Exercise: Repeat all entries below exactly as shown.

::::

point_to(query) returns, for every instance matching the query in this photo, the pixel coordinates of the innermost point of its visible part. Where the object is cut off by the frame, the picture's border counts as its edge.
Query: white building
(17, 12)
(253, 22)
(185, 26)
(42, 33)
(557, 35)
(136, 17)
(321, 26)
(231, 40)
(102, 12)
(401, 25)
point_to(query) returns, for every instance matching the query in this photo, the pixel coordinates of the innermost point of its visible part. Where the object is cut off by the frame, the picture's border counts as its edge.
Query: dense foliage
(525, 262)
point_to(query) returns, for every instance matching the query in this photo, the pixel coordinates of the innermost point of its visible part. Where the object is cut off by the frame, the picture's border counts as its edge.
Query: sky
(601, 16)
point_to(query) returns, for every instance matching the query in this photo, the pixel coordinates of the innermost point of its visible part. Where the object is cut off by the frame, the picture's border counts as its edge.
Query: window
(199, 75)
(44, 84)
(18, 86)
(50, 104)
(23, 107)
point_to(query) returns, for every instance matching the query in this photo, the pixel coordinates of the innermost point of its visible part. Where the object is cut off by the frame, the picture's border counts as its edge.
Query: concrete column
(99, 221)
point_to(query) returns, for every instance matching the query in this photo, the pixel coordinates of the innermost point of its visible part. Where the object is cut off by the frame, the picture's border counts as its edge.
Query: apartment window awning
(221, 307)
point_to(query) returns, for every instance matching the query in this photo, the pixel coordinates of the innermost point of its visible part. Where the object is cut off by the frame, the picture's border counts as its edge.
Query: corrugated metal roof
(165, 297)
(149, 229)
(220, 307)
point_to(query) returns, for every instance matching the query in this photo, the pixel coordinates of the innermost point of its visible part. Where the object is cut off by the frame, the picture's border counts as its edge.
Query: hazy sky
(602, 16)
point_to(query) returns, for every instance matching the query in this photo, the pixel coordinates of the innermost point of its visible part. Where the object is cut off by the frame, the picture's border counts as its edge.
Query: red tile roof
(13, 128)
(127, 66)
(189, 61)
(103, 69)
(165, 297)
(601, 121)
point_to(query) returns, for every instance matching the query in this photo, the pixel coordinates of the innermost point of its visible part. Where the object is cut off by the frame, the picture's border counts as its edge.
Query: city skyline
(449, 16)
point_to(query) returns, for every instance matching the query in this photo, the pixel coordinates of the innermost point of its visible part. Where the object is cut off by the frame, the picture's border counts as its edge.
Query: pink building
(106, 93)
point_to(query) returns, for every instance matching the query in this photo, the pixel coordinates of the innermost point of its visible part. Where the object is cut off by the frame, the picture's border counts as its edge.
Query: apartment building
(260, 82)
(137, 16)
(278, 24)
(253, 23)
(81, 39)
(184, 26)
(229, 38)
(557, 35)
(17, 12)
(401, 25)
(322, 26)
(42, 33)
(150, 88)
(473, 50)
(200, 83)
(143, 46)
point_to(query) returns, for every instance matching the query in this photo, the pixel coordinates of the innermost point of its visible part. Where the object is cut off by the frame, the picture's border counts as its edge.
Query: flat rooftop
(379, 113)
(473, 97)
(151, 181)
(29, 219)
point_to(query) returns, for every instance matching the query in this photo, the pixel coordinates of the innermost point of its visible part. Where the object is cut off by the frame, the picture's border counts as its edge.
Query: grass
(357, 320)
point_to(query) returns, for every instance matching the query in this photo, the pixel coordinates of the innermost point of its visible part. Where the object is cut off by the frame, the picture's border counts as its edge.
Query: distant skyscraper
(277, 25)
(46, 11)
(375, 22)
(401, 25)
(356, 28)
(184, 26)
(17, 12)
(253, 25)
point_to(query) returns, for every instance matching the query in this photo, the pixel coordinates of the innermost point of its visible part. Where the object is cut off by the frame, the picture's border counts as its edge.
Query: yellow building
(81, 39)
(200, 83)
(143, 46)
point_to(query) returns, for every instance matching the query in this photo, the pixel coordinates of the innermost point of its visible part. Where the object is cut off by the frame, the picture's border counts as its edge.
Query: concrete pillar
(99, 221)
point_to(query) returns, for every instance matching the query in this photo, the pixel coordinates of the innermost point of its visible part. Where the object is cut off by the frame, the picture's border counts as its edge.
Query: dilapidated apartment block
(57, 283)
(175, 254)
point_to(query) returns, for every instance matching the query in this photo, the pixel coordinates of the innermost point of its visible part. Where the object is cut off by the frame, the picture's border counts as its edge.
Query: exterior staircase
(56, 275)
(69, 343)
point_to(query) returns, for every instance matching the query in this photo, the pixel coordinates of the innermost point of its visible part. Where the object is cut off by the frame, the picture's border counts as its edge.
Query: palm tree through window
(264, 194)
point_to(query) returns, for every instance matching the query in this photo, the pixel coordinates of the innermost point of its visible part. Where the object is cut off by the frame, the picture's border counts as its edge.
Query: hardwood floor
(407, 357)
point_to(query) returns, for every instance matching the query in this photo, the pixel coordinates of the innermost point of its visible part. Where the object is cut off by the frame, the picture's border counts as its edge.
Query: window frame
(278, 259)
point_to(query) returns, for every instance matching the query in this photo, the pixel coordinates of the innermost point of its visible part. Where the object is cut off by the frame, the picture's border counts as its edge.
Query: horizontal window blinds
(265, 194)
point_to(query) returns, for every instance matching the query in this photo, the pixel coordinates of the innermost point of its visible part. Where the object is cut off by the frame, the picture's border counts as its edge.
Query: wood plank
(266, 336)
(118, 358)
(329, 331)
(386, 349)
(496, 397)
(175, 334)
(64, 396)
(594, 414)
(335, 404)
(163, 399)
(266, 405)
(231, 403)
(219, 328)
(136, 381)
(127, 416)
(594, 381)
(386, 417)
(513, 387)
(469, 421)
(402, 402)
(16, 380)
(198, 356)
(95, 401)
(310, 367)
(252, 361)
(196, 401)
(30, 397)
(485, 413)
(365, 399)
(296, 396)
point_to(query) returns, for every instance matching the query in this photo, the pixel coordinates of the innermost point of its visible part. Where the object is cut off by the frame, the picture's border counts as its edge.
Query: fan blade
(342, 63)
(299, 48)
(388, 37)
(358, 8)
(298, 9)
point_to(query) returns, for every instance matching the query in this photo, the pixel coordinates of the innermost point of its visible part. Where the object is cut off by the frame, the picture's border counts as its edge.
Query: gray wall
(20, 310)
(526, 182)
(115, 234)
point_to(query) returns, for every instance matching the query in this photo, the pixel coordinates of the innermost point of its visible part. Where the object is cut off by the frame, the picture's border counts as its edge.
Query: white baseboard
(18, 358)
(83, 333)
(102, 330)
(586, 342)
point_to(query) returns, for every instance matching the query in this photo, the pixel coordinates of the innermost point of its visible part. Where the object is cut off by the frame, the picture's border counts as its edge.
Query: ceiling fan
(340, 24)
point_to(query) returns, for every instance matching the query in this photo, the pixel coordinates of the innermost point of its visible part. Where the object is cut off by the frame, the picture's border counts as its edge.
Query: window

::::

Result for this exercise:
point_to(query) returns, for every instance matching the query in this photo, the pixel coordinates of the innermost point of its visible part. Where the object is cut off by the frame, the picture's border counts as its edge.
Query: white building
(17, 12)
(253, 22)
(185, 26)
(42, 33)
(557, 35)
(136, 17)
(321, 26)
(231, 40)
(102, 12)
(401, 25)
point_to(query) returns, for every instance matching the query in this photo, the pixel coordinates of the innermost point of its visible part. Where the object is cut off by the frame, the picture's border counts as its edge.
Query: dense foliage
(525, 262)
point_to(query) returns, for every instance matching the query in this photo, the pixel coordinates of the innermost point of its visible part. Where the object is cut off by the frame, the picture's border counts as its edge.
Query: sky
(601, 16)
point_to(query) returns, for every instance matching the query in this photo, the pixel coordinates of the innermost point of its visible part. Where the object is cut off by the frame, the picture's border counts as its edge.
Query: window
(199, 75)
(44, 84)
(18, 86)
(50, 104)
(23, 107)
point_to(query) returns, for every instance matching the query in this photo, the pixel coordinates of the innermost point of its visible part. Where the object is cut off by the frame, the picture's border counts as its edge.
Query: concrete column
(99, 221)
point_to(query) returns, for every instance matching the query in this photo, the pixel coordinates of the innermost point of its visible part. Where the object is cut off by the frame, the picture's border counts as its edge.
Query: apartment window awning
(221, 307)
point_to(query) returns, for every instance matching the query in this photo, the pixel coordinates of the innermost point of its visible part. Where the object is cut off by the frame, the picture's border counts as its edge.
Query: corrugated metal roof
(165, 297)
(149, 229)
(220, 307)
point_to(query) returns, for every instance matching the query in this photo, the pixel coordinates of the innermost point of its visible part. Where the object is cut off by the frame, the picture's border counts as its edge.
Query: hazy sky
(602, 16)
point_to(query) returns, for every instance matching the query in this photo, the pixel coordinates of the innermost point of its visible part. Where the object is cut off by the frame, the picture's border counts as its edge.
Query: red tile roof
(13, 128)
(127, 66)
(189, 61)
(103, 69)
(165, 297)
(601, 121)
point_to(query) returns, for every instance matching the query in this photo, the pixel coordinates of the innermost point of its visible part. Where the object is cut off by the frame, the picture's border counts as its edge.
Query: city skyline
(449, 16)
point_to(query) returns, for every instance matching the query in this photo, the pixel coordinates of the innermost point of its visible part. Where the object is cut off by the frame, the picture's border counts as its edge.
Query: pink building
(106, 93)
point_to(query) returns, for every instance matching the query in this photo, the pixel coordinates of the innermost point of its visible part. Where the object is cut off by the frame, the picture's border counts as its edge.
Query: apartment building
(260, 82)
(137, 16)
(278, 24)
(253, 23)
(81, 39)
(184, 26)
(229, 38)
(557, 35)
(17, 12)
(401, 25)
(322, 26)
(42, 33)
(150, 88)
(473, 50)
(200, 83)
(143, 46)
point_to(query) returns, for every instance matching the query in this photo, the pixel coordinates of the innermost point of its visible part. Where the object is cut off by the frame, the picture's border counts as its edge.
Query: flat rooftop
(379, 113)
(473, 97)
(151, 181)
(29, 219)
point_to(query) returns, for every instance matching the query in this photo, the pixel coordinates of the innermost point of its visible part. Where the object is cut off by the frame, the picture's border counts as its edge.
Query: grass
(357, 320)
point_to(query) returns, for every instance matching the query in this photo, the pixel coordinates of the innermost point of its visible part. Where the object is cut off by the frame, the picture's border counts as its edge.
Query: distant skyscraper
(277, 25)
(46, 11)
(375, 22)
(401, 25)
(356, 28)
(184, 26)
(17, 12)
(253, 25)
point_to(query) returns, for every instance matching the query in this photo, the pixel coordinates of the innermost point of its visible part. Where the object is cut off by the frame, the picture's border counts as its edge.
Query: yellow building
(81, 39)
(200, 83)
(143, 46)
point_to(query) returns, for every instance matching the query in this photo, the pixel coordinates of the innermost point of its visible part. Where the object is cut off by the frame, the picture's border counts as its edge.
Query: concrete pillar
(99, 221)
point_to(query) returns, for every instance matching the query in this photo, the pixel coordinates of the innermost point of its visible part. Where the object is cut off by the frame, the picture's border counts as its edge.
Query: dilapidated apartment block
(57, 283)
(175, 254)
point_to(query) returns, for every instance matching the query in this photo, the pixel coordinates of the innermost point of its visible part. Where the object is cut off by the frame, the picture's border counts as its edge.
Query: exterior staircase
(56, 275)
(69, 343)
point_to(query) returns, for every instance matching the query in this photo, the pixel coordinates of the innermost point of its visible part. Where the object is cut off by the frame, the picture's border counts as its edge.
Query: palm tree through window
(264, 194)
point_to(query) returns, for every instance matching the query in this photo, the pixel coordinates of the innermost point of its visible part. Where the object is cut off by the frame, the picture's border counts as its edge.
Query: hardwood floor
(407, 357)
point_to(query) returns, for every instance matching the query in this photo, the pixel coordinates of the innermost point of its visible part. Where the object is cut off by the frame, the picture's border counts as its edge.
Query: window frame
(278, 259)
point_to(query) returns, for every instance matching the query in this photo, the pixel coordinates of the innermost point of its visible part. Where the object is cut off by the frame, the picture's border counts as its edge.
Query: horizontal window blinds
(265, 194)
point_to(query) returns, for every instance matching the query in this photo, the pixel coordinates of the innermost point of its visible part. Where the object is cut off by the frame, the picture's border counts as its edge.
Query: wood plank
(266, 336)
(118, 358)
(329, 331)
(386, 349)
(496, 397)
(175, 334)
(64, 396)
(594, 414)
(335, 404)
(163, 399)
(266, 405)
(231, 403)
(219, 328)
(136, 381)
(127, 416)
(594, 381)
(386, 417)
(513, 387)
(469, 421)
(402, 402)
(16, 380)
(198, 356)
(95, 401)
(310, 367)
(252, 361)
(196, 401)
(30, 397)
(485, 413)
(365, 399)
(296, 396)
point_to(query) returns, for every instance matching the query in this photo, the pixel coordinates of the innermost point of its visible part. Where the object is cut off by the frame, the picture's border counts as its edge.
Query: fan blade
(342, 63)
(299, 48)
(388, 37)
(358, 8)
(298, 9)
point_to(query) returns, for every instance matching the query in this photo, the pixel coordinates of the innermost point of its visible part. Where the object is cut off by the frame, the picture's border counts as its edge.
Query: gray wall
(20, 310)
(526, 182)
(115, 234)
point_to(query) returns, for every instance matching the query in this photo, the pixel coordinates of the innermost point of its visible part. Where the object is cut off by the frame, the picture's border counts as its edge.
Query: white baseboard
(18, 358)
(83, 333)
(102, 330)
(586, 342)
point_to(query) returns, for every instance matching the query in this photo, the pixel coordinates of the innermost point of its visible part. Where the object is cut off by the frame, the picture's border counts as its edge.
Query: ceiling fan
(340, 24)
point_to(query) returns, for every instance matching the query in this photo, the pixel coordinates of the innermost point of its visible part. Where the object is cut off by the frame, the picture's border counts as its edge.
Query: window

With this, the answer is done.